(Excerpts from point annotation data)
___

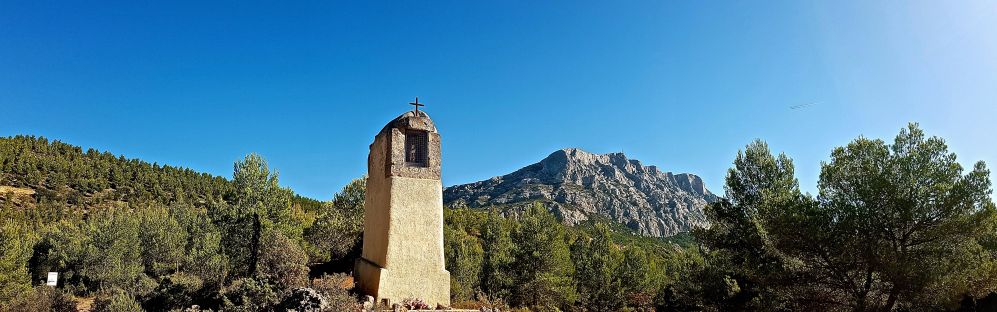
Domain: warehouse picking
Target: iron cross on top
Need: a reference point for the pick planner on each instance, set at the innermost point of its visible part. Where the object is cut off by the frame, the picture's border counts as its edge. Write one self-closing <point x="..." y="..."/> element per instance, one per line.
<point x="417" y="104"/>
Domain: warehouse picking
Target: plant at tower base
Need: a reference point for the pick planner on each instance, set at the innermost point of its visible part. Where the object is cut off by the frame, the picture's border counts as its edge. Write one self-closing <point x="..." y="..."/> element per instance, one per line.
<point x="897" y="226"/>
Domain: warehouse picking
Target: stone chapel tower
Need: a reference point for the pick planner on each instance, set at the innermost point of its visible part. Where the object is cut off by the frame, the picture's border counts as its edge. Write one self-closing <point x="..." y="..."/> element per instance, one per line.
<point x="403" y="214"/>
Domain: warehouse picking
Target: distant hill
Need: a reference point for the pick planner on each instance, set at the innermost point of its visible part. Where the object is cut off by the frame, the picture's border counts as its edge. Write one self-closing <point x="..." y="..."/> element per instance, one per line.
<point x="35" y="170"/>
<point x="578" y="186"/>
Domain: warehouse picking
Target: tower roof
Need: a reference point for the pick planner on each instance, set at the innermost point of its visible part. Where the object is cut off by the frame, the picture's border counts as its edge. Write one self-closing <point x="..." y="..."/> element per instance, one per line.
<point x="411" y="120"/>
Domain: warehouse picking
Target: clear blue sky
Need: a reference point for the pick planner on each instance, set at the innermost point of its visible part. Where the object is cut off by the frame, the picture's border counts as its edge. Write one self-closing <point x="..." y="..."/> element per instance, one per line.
<point x="678" y="84"/>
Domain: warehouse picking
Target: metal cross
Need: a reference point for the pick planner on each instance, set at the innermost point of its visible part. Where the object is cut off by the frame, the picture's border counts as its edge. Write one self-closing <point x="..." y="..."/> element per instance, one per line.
<point x="417" y="104"/>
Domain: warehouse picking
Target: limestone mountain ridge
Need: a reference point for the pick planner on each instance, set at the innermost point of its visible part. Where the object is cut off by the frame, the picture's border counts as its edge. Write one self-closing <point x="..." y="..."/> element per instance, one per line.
<point x="578" y="186"/>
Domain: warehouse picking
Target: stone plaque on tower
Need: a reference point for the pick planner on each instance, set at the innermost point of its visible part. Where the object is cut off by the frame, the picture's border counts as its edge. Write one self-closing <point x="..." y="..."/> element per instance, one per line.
<point x="402" y="254"/>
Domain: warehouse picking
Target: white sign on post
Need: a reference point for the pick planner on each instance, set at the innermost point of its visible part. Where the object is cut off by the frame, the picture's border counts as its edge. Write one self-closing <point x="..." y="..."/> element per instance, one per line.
<point x="53" y="278"/>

___

REQUIRED WORK: Omit the pictures and give the material again, exactly and in full.

OUTPUT OF THE EXERCISE:
Domain: warehouse picking
Target: iron cross on top
Need: a reference point for the pick planner on each instance, set at the innermost point of its visible part. Where the object is cut off by the frame, the picture's border counts as its edge. Write one self-closing <point x="..." y="..."/> element per instance, one per line.
<point x="417" y="104"/>
Domain: warehouse picking
Target: plant at tower base
Need: a reference point for the pick planner on each instance, set at the innermost point of its visible part. Where the object is cut off by the frame, the picture's border counts as its edge. Write one self-closing <point x="..." y="..."/> element per instance, one per line.
<point x="897" y="226"/>
Domain: warehouse picking
Target: stone chapel tower
Need: a reference point for the pick planner on each instance, set at the innermost point of its visible part. Where the object is cut off by the frame, the picture's border counts as its edge. Write one self-closing <point x="..." y="..."/> element per instance, one per line.
<point x="403" y="214"/>
Domain: warehouse picking
Target: distant hill
Need: a reference point for the pick planner on each instance, set at the innermost point of its visible part. Where the object is cut off by the frame, the picture's border counts as its edge. Write one self-closing <point x="..." y="..."/> element per instance, one per line.
<point x="35" y="170"/>
<point x="578" y="186"/>
Domain: warehouse picking
Target: tower roof
Need: a reference point for the pick planner on each instance, set at the innermost point of its visible part. Where the object is cut off by the frame, the picture's border counts as its edge. Write one self-closing <point x="..." y="..."/> element per instance, one per line.
<point x="411" y="120"/>
Domain: warehouse picking
Target: clear blue sky
Need: a reference point for the pick planner on each instance, set at the innermost point of its visible part. Where the object is cut off by the frame, the picture's border counts as its edge. Write one self-closing <point x="..." y="..."/> element per instance, one per line.
<point x="678" y="84"/>
Domain: warehouse picking
Target: metal cross
Need: a reference point for the pick planner on each instance, set at the innermost point of its visible part. Where the object is cut off by the frame, the picture's border counts as its edge. Write one self-closing <point x="..." y="..."/> element per instance, one per line.
<point x="417" y="104"/>
Domain: warehouse picking
Target: limestone mountain ridge
Need: a reference point for the pick planner on each instance, set at the innermost point of its visible part. Where the object is cut off by the frame, the picture's border counts as its edge. Write one self-closing <point x="..." y="..."/> element per instance, one per line.
<point x="578" y="186"/>
Domain: warehouse picking
Target: stone plaque on tower
Need: a reference point for the pick planner on each instance, set at the innermost point of its visible part. Where the object is cut off by the frame, the picture's border counts as its edge. Write one self-closing <point x="..." y="..."/> element per instance, one per line.
<point x="402" y="254"/>
Domain: warehouse picking
Target: white sign on post
Need: a reference point for the pick planner on each instance, set at the innermost point of its visible part. Where the object is cut off by the frame, the picture's border counts as its edge. Write one self-closing <point x="..." y="..."/> element per instance, one per line.
<point x="53" y="278"/>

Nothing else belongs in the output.